2.2.3. Privacy Sensitivity and Privacy Disclosure Intention

Privacy sensitivity refers to an individual’s inclination to share personal information [46]. Due to variations in personal characteristics and the importance of the information to be shared, the degree of privacy sensitivity differs from person to person [47]. Privacy sensitivity can moderate an individual’s estimation of the costs and benefits of information disclosure. People who are less sensitive to privacy concerns may consider the benefits of a service more heavily, while those who are more privacy-sensitive may consider the associated risks and factors the cost of using the service [48].

Consumer habits can affect the coupling between consumption and spending. Prelec and Loewenstein [22] argued that frugal consumers tend to be more tight-fisted in their spending behavior, focusing more on product utility and therefore appear to have a higher α coefficient. In contrast, spendthrift consumers tend to be more extravagant in their spending behavior and thus appear to have a higher β coefficient. In this paper, we propose that privacy sensitivity also regulates individuals’ mental accounts. People with high privacy sensitivity are “tightwads,” taking a more cautious approach to disclose personal information, while those with low privacy sensitivity are “spendthrifts,” more inclined to disclose information. Based on the aforementioned analysis, we present in this paper hypotheses H5 and H6:H5: Privacy sensitivity plays a moderating role in the path from perceived value to users’ information disclosureH5a: Privacy sensitivity plays a moderating role in the path from perceived benefits to users’ information disclosureH5b: Privacy sensitivity plays a moderating role in the path from perceived risks to users’ information disclosureH6: Privacy sensitivity plays a moderating role in the path from double-entry mental accounting to users’ information disclosureH6a: Privacy sensitivity plays a moderating role in the path from pleasure attenuation coefficient α to users’ information disclosureH6b: Privacy sensitivity plays a moderating role in the path from pain buffering coefficient β to users’ information disclosure

The model assumed in this paper is illustrated in Figure 1. Perceived benefits and perceived risks are the independent variables, the user’s intention to disclose information is the dependent variable, the double-entry mental accounting is the mediator variable, and privacy sensitivity is the moderator variable.

3. Research Design and Sample Analysis

3.1. Research Design

All variables in this paper were measured using a Likert-5 scale ranging from strongly disagree (1) to strongly agree (5). Data were collected through an online survey, which consisted of two parts. The first part included demographic information about the sample, such as age, gender, and education level. The second part measured the variables in the theoretical model. To ensure the validity of the scales used, we adapted well-established scales previously used in other studies and modified accordingly based on the content of our research.

• • • • •

* _Prompt_: Reproduce the privacy sensitivity text from "2.2.3. Privacy Sensitivity" up to and including "the service [48].", replacing "personal characteristics" with "individual traits".

* _Data supplied_:
• • • • •

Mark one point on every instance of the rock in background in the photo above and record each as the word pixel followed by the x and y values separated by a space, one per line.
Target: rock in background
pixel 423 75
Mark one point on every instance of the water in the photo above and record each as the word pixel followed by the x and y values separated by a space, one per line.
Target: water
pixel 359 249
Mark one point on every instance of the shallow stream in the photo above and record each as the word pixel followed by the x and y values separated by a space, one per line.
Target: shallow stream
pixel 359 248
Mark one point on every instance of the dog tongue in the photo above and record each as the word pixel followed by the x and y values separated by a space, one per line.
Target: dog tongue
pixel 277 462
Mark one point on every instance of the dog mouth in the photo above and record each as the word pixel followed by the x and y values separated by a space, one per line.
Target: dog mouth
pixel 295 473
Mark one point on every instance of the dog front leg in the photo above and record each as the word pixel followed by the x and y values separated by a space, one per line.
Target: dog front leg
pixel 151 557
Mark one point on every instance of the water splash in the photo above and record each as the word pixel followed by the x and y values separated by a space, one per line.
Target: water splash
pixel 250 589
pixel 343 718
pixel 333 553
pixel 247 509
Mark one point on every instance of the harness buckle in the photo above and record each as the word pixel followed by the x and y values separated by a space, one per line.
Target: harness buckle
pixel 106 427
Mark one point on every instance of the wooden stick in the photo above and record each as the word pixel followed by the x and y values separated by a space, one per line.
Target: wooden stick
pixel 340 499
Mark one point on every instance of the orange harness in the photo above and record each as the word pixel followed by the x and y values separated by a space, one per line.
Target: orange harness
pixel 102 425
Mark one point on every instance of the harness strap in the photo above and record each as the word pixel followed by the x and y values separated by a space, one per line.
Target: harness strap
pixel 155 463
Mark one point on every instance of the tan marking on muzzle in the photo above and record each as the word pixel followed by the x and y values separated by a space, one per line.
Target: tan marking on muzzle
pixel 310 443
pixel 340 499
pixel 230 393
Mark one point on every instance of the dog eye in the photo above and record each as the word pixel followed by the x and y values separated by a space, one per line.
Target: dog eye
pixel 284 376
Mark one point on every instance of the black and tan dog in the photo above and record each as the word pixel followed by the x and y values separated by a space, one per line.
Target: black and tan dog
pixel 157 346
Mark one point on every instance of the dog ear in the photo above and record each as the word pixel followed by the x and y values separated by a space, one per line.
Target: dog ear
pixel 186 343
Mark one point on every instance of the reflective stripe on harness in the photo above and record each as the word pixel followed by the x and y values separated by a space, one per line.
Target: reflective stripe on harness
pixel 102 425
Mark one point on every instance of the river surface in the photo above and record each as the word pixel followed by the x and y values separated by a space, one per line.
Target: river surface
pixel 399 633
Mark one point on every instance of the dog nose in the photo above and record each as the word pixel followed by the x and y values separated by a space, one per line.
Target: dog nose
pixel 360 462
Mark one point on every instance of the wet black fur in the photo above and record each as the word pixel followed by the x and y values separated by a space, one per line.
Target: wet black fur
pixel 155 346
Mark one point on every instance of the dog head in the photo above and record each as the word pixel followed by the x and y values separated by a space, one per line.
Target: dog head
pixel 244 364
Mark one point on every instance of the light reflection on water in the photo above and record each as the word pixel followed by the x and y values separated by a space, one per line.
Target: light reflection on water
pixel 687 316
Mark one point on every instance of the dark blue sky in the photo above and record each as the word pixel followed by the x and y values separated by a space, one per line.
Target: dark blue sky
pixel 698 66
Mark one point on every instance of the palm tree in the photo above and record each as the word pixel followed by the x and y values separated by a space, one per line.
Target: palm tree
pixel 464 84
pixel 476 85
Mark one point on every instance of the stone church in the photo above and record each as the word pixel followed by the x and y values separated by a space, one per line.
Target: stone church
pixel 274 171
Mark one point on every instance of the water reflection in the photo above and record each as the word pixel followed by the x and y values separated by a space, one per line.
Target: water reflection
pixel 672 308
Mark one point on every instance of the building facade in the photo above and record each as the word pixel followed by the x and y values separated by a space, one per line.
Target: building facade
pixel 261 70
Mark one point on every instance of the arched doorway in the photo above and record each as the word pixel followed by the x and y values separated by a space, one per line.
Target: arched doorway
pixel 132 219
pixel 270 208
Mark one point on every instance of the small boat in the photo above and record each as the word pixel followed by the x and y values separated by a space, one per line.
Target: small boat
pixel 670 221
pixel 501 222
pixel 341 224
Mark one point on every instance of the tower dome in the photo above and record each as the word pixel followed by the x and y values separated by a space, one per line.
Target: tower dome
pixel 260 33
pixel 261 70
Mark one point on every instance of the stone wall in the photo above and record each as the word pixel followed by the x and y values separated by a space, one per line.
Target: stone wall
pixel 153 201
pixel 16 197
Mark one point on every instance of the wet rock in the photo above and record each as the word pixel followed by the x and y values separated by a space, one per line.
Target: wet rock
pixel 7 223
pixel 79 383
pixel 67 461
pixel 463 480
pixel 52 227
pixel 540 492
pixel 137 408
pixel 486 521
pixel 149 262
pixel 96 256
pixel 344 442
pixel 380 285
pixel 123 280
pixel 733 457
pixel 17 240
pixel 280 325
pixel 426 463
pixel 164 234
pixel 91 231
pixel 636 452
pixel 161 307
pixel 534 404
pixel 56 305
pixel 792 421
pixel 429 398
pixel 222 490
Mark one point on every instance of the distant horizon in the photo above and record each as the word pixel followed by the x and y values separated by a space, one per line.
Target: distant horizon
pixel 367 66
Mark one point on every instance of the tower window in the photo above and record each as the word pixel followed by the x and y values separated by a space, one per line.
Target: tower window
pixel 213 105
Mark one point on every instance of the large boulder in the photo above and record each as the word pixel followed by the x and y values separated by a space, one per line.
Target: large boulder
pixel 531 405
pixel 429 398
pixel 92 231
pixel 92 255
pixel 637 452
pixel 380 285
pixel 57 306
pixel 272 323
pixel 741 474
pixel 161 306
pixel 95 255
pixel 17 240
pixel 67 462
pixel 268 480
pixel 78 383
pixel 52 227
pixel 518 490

• • • • •

* _Output_:
2.2.3. Privacy Sensitivity and Privacy Disclosure Intention

Privacy sensitivity refers to an individual’s inclination to share personal information [46]. Due to variations in individual traits and the importance of the information to be shared, the degree of privacy sensitivity differs from person to person [47]. Privacy sensitivity can moderate an individual’s estimation of the costs and benefits of information disclosure. People who are less sensitive to privacy concerns may consider the benefits of a service more heavily, while those who are more privacy-sensitive may consider the associated risks and factors the cost of using the service [48].